-- LISTING --
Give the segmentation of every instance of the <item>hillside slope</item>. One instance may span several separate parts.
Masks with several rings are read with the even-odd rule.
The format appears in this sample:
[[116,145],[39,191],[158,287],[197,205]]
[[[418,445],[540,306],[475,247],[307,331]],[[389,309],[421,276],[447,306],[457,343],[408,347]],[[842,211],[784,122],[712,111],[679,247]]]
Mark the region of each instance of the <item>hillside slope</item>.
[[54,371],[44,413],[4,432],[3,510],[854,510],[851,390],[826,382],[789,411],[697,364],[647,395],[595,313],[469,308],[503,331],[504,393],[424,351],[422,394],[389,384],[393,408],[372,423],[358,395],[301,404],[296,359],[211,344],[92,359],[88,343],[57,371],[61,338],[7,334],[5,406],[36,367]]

-- TASK REQUIREMENTS --
Reproduce all of the material above verbatim, keeping every line, number, and bracket unchanged.

-- EXERCISE ANSWER --
Give the segmentation of every instance of the <item>hillside slope</item>. One instance may span several separate parts.
Masks with several rings are read with the even-odd rule.
The format appears in this sample:
[[116,145],[39,191],[158,287],[197,205]]
[[[418,445],[540,306],[475,247],[307,331]],[[389,309],[421,276],[447,306],[457,343],[408,347]],[[842,211],[784,122],[712,111],[679,247]]]
Mark the region of each instance of the <item>hillside slope</item>.
[[54,371],[44,413],[4,432],[3,510],[854,510],[851,390],[826,382],[789,411],[697,364],[647,395],[595,313],[469,308],[503,331],[504,393],[424,351],[422,394],[389,384],[393,408],[372,423],[358,395],[301,404],[296,359],[211,344],[92,359],[88,343],[57,371],[61,338],[7,334],[5,406],[36,367]]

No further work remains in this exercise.